Exercise instructions
Which lines run from the one containing "Note: for every instance of the dark" to the last line of the entries? Return them exactly, with nothing more.

Records from a dataset
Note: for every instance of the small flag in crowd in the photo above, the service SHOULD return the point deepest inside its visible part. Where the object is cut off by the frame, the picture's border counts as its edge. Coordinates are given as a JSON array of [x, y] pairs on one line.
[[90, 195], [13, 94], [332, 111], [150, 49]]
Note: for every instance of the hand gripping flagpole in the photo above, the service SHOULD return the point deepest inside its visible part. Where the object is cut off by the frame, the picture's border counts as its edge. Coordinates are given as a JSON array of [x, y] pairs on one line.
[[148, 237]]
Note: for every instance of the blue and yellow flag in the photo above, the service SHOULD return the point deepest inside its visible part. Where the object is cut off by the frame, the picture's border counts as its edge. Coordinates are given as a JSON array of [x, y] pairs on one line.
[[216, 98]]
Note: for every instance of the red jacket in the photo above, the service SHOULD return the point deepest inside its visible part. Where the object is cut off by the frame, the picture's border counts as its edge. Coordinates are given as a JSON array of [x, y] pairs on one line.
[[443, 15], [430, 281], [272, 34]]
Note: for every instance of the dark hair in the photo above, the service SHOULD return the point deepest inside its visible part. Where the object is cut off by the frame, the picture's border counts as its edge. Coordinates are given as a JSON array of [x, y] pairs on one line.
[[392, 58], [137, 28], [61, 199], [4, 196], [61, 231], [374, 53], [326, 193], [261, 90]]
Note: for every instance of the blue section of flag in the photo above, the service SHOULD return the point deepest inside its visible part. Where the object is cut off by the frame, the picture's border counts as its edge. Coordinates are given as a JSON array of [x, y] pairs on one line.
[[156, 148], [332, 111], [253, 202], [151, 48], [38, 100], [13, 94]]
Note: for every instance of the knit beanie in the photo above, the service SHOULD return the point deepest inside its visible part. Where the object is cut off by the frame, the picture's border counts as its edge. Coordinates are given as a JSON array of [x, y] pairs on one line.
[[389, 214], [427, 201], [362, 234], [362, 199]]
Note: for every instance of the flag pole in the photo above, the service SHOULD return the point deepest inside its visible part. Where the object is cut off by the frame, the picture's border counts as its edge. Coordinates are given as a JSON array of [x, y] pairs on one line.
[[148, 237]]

Solution for this task
Note: for every instance of the dark hair in the photo above, the service SHOULD return the point deepest inside its visible part. Where the object is cut off by the frame, the picture's border counts as its edge. Coordinates are given as a JSON array of [x, y] pairs on one line.
[[392, 58], [137, 28], [61, 199], [4, 196], [61, 231], [374, 53], [326, 193], [261, 90]]
Note: for every instance of the blue section of flag in the photo above, the service SHOULD return the point deepest inside its visible part. Where the object is cut off by the frame, the picture's border counts as its edge. Coordinates are given as a JSON array of [x, y] pairs on one line.
[[156, 148], [332, 111], [253, 202], [151, 48], [38, 100], [13, 94]]
Note: for every instance of the knit beanie in the photo above, the service SHOULD return the point deepest inside its visible part. Where the object is cut off by the frame, the picture's border counts as its edge. Coordinates are given as a JSON array of [x, y] pairs on one line.
[[389, 214], [427, 201], [362, 234], [362, 199]]
Note: for every instance of the flag pole in the photo above, the service SHOULD return the point deepest inside its visible part. Where the object is cut off by the frame, the picture's border counts as its edge. Coordinates are given as a JSON array of [x, y] pairs on one line.
[[148, 237]]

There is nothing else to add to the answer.